Tarea A »
Reproduzca el fragmento del texto sobre Mastropiero que va desde "Un clásico de" hasta "una larga barra.".
Tarea B »
Traduzca al inglés la siguiente oración del texto sobre Mastropiero: «Pero donde abrió sus puertas por primera vez fue en la esquina de enfrente, en el número 34, en una antigua carnicería con una larga barra.»

Texto proporcionado »
..............................

Un clásico de la calle San Vicente Ferrer
Mastropiero lleva 18 años instalado en el número 36 de la calle San Vicente Ferrer, en el local donde estuvo el desaparecido restaurante La Gata Flora. Pero donde abrió sus puertas por primera vez fue en la esquina de enfrente, en el número 34, en una antigua carnicería con una larga barra.
Aunque el negocio no se entiende sin Mirta, no fue ella quien lo inició, sino que se incorporó poco después de que lo montaran tres socios, a los que pronto acabaría comprando sus respectivas partes.
“Ninguno de nosotros tenía formación hostelera y ellos quisieron cambiar de aires. Yo, después de aprender el oficio y con un hijo a mi cargo, no tuve más elección que continuar con esto, pese a que soy maestra y en Argentina trabajé como tal. Tampoco me arrepiento de haberlo hecho”, dice esta mujer que llegó a Madrid en 1978 huyendo con lo puesto de la dictadura de Videla, tras recibir un aviso de que los mismos militares que poco antes habían hecho desaparecer a su ex pareja iban a por ella.
De los “huevos” de Matanzo al papel de plata para la droga
La memoria de Mirta sobre estos 40 años en Malasaña al frente de su pizzería dan para escribir un libro bien gordo, salpicado de múltiples anécdotas.
“En la época de La Movida, cuando abrimos, a las 2 y a las 3 de la mañana había un río de gente en esta calle que iba a la Maravillas, al Café Manuela y a otros lugares donde había conciertos, como el Elígeme. Nos fue muy bien. El barrio era pura efervescencia cultural, Tierno Galván gobernaba… Había algún problema entre las múltiples tribus urbanas que poblaban las calles, pero sólo se peleaban entre ellos”, recuerda.
“A finales de los 80, en el aspecto político, nos tocó sufrir como concejal de Centro a Ángel Matanzo, que con su línea de acoso y derribo de lo vecinal y nocturno mandaba a la policía de muy malas maneras a que nos hiciera la vida imposible. Una vez, reunidos los hosteleros con él en el Café Manuela para pedir explicaciones sobre su proceder nos dijo, agarrándose de sus partes, que actuaba así porque le salía de los huevos. Ese era el nivel”.
“También hacia el final de la década de los 80 y en los primeros 90, cabe destacar los estragos que causó la droga en el barrio. Fue duro y triste a la vez. Nosotros envolvíamos la comida para llevar en papel de plata y había quien venía sólo a por ese papel. Cuando me advirtieron que lo usaban para drogarse puse una cartel bien grande donde decía que no dábamos más”

..............................

Información proporcionada »
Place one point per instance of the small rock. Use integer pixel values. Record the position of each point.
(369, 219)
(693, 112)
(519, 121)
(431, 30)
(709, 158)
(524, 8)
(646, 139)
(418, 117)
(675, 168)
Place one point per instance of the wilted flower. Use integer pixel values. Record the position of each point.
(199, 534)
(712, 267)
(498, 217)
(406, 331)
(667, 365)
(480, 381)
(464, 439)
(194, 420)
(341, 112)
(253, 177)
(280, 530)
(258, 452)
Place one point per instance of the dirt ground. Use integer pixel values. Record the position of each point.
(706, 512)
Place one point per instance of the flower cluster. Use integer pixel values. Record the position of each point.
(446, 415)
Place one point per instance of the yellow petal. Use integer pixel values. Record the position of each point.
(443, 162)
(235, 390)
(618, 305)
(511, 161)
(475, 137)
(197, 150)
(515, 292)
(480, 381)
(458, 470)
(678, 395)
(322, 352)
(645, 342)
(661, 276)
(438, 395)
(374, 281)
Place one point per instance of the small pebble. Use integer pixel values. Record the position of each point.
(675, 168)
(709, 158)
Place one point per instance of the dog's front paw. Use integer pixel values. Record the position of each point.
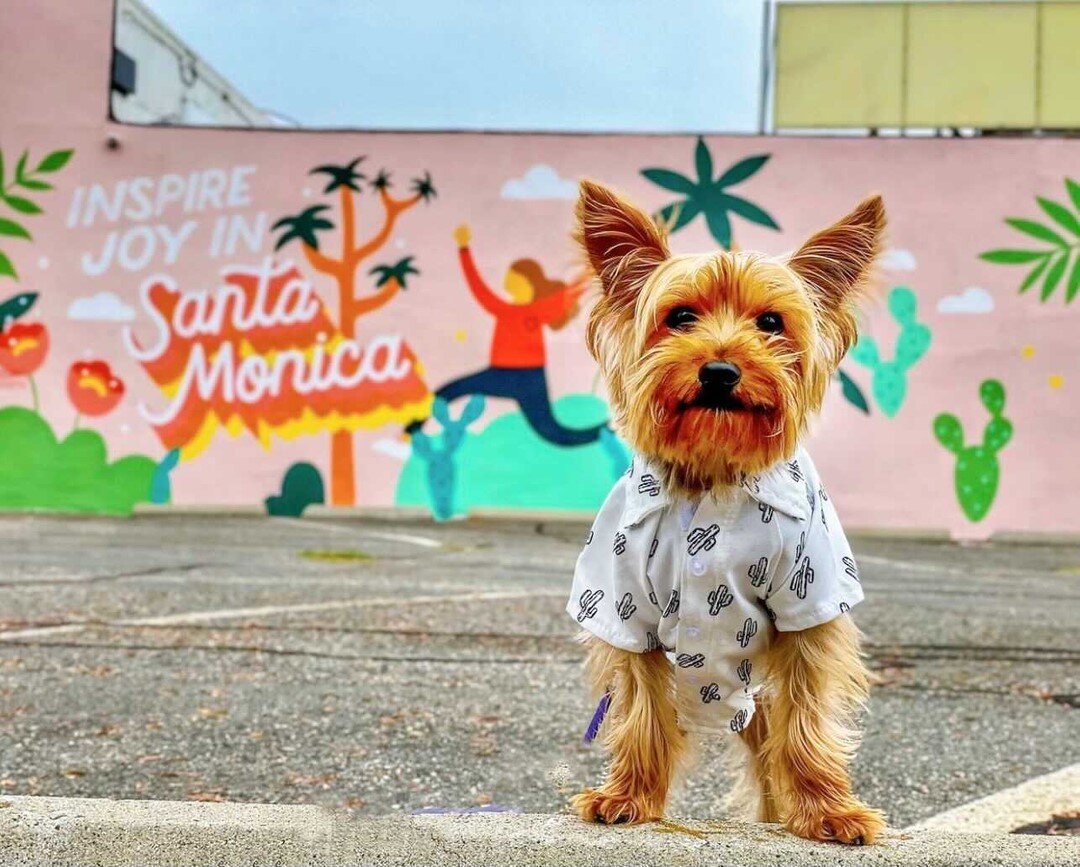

..............................

Resultado A »
Un clásico de la calle San Vicente Ferrer
Mastropiero lleva 18 años instalado en el número 36 de la calle San Vicente Ferrer, en el local donde estuvo el desaparecido restaurante La Gata Flora. Pero donde abrió sus puertas por primera vez fue en la esquina de enfrente, en el número 34, en una antigua carnicería con una larga barra.

Resultado B »
But where it first opened its doors was on the corner across the street, at number 34, in a former butcher shop with a long counter.